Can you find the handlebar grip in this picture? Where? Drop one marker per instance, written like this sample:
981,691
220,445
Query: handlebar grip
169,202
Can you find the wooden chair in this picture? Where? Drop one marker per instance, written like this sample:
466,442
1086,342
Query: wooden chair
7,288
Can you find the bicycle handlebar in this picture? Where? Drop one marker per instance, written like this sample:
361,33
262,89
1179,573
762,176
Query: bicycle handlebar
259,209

## WHAT TO DO:
Reproduce each entry above verbatim, keeping its original line breaks and character sequence.

## FINISHED EXERCISE:
Can you find the handlebar grip in this picture? Where? Drop one marker per instance, written like this sample:
981,691
220,445
Query: handlebar grip
169,202
Can you find the wooden chair in this picture? Where? Drop one marker per instance, written like this sample:
466,442
1086,342
Query: wooden chair
7,288
Can you find the bicycle handlebar in this picture? Where? Drop one marker per instance, written like this sample:
361,33
262,89
1179,573
762,176
Query: bicycle handlebar
259,209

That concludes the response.